● **SET EXERCISE**
Copy each of the following items word for word, keeping every line unchanged.
· · · · · · ·
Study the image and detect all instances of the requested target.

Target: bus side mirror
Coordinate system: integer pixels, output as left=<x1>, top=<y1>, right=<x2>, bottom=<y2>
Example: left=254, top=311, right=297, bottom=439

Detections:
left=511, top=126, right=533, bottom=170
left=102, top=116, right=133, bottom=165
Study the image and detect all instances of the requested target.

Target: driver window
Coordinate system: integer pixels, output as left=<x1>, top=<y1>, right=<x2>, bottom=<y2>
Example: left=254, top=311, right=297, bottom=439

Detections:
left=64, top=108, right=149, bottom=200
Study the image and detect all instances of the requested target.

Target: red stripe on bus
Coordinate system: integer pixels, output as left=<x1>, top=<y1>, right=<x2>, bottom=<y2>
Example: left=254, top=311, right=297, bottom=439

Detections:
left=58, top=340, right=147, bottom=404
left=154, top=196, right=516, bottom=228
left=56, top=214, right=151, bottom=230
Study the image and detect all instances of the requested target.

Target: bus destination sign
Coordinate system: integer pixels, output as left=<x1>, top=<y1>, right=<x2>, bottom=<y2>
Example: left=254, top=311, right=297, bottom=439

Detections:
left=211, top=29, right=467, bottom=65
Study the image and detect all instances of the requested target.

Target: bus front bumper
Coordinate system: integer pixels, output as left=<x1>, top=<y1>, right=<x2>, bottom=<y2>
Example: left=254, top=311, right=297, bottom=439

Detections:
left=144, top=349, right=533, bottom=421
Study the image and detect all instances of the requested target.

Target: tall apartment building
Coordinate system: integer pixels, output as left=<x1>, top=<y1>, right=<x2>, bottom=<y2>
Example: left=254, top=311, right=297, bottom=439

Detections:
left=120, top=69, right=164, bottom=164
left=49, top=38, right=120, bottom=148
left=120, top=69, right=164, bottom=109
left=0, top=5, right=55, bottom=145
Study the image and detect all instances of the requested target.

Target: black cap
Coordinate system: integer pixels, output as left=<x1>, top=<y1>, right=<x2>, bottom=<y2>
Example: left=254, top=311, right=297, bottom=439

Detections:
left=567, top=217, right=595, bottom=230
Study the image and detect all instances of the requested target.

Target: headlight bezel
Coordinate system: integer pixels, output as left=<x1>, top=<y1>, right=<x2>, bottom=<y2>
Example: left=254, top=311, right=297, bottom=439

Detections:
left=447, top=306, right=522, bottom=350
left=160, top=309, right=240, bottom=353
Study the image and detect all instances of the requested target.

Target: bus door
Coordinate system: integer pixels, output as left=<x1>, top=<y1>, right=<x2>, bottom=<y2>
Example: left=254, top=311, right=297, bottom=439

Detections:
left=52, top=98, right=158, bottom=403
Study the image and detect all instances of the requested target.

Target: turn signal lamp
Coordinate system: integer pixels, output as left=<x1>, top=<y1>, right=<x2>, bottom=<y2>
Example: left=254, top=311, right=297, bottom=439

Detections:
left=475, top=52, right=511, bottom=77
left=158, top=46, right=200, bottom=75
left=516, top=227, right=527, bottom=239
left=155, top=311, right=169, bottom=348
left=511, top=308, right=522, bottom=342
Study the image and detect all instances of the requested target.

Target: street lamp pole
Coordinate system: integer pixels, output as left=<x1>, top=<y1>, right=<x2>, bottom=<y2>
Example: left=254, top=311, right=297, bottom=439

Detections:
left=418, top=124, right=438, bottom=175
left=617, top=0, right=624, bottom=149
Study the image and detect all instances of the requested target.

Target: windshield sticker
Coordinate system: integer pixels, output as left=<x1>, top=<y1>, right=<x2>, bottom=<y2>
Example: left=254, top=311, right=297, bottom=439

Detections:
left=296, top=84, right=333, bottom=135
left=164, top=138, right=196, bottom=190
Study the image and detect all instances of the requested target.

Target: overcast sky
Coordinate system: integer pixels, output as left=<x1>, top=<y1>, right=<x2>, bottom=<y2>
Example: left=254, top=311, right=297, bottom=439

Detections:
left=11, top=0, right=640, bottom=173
· · · · · · ·
● **COMPLETED TASK**
Study the image and detect all instances of the requested target.

Target: bus side mirror
Coordinate system: integer pixels, output as left=<x1>, top=<y1>, right=<x2>, bottom=<y2>
Example: left=254, top=311, right=297, bottom=439

Detections:
left=511, top=126, right=533, bottom=170
left=102, top=116, right=133, bottom=165
Study the image and detect all instances of the requested target.

Target: driver window
Coordinate system: integer pixels, output as left=<x1>, top=<y1>, right=<x2>, bottom=<y2>
Example: left=254, top=311, right=297, bottom=439

Detections:
left=64, top=108, right=149, bottom=200
Study the image and detect all instances of the requested target.

Target: red stripe on bus
Coordinate system: integer pixels, output as left=<x1>, top=<y1>, right=<x2>, bottom=<y2>
Example: left=254, top=311, right=297, bottom=439

Detections:
left=58, top=340, right=147, bottom=404
left=154, top=196, right=516, bottom=228
left=56, top=214, right=151, bottom=230
Study the image and detect all instances of the requested target.

Target: bus destination sign
Coordinate system: integer pixels, output as left=<x1>, top=<y1>, right=<x2>, bottom=<y2>
Example: left=254, top=311, right=297, bottom=439

Detections:
left=211, top=29, right=467, bottom=65
Study the image and detect all instances of the requested target.

Target: bus front bumper
Coordinate system: integer pixels, output as left=<x1>, top=<y1>, right=<x2>, bottom=<y2>
Example: left=254, top=311, right=297, bottom=439

Detections:
left=144, top=349, right=533, bottom=421
Study the image and detect all instances of the requested target.

Target: tall apartment building
Coordinate system: integer pixels, output as left=<x1>, top=<y1>, right=<x2>, bottom=<y2>
Example: left=254, top=311, right=297, bottom=439

Detections:
left=120, top=69, right=164, bottom=164
left=49, top=38, right=120, bottom=148
left=120, top=69, right=164, bottom=109
left=0, top=5, right=55, bottom=145
Study the image and detect all instances of the requested target.

Target: black cap
Coordinate system: integer pixels, output as left=<x1>, top=<y1>, right=<x2>, bottom=<y2>
Example: left=254, top=311, right=297, bottom=439

Detections:
left=567, top=217, right=595, bottom=230
Study the image and detect all instances of the requested target.

Target: headlight bezel
Coordinate system: integer pixels, output as left=<x1>, top=<y1>, right=<x2>, bottom=<y2>
Example: left=254, top=311, right=297, bottom=439

Detections:
left=447, top=306, right=522, bottom=350
left=160, top=309, right=240, bottom=353
Study the image and detect all instances of the requested target.

Target: bus door
Coordinate system: integer pixels, output as left=<x1>, top=<y1>, right=<x2>, bottom=<y2>
Example: left=254, top=311, right=297, bottom=439

Detections:
left=52, top=98, right=158, bottom=403
Study the image and detect all instances of the requested target.

Target: turn signal lamp
Coordinate system: integer pixels, output as left=<x1>, top=<y1>, right=<x2>, bottom=<y2>
Example: left=254, top=311, right=297, bottom=439

Detections:
left=475, top=52, right=511, bottom=77
left=158, top=46, right=200, bottom=75
left=516, top=227, right=527, bottom=239
left=155, top=311, right=169, bottom=348
left=511, top=308, right=522, bottom=342
Study the image and detect all instances of the requested target.

Target: street lamp pole
Coordinate system: integer pixels, output as left=<x1>, top=<y1>, right=<x2>, bottom=<y2>
Example: left=254, top=311, right=297, bottom=439

Detections:
left=418, top=124, right=438, bottom=175
left=617, top=0, right=624, bottom=149
Study the image and detect all instances of the requested target.

Target: windshield sticker
Coordinate system: integer pixels, output as left=<x1>, top=<y1>, right=<x2>, bottom=<y2>
Example: left=254, top=311, right=297, bottom=439

Detections:
left=296, top=84, right=333, bottom=135
left=164, top=138, right=196, bottom=190
Study the image and detect all instances of the requested target.

Target: overcast sky
Coordinate system: integer pixels, output as left=<x1>, top=<y1>, right=<x2>, bottom=<y2>
Example: left=254, top=311, right=297, bottom=439

Detections:
left=11, top=0, right=640, bottom=173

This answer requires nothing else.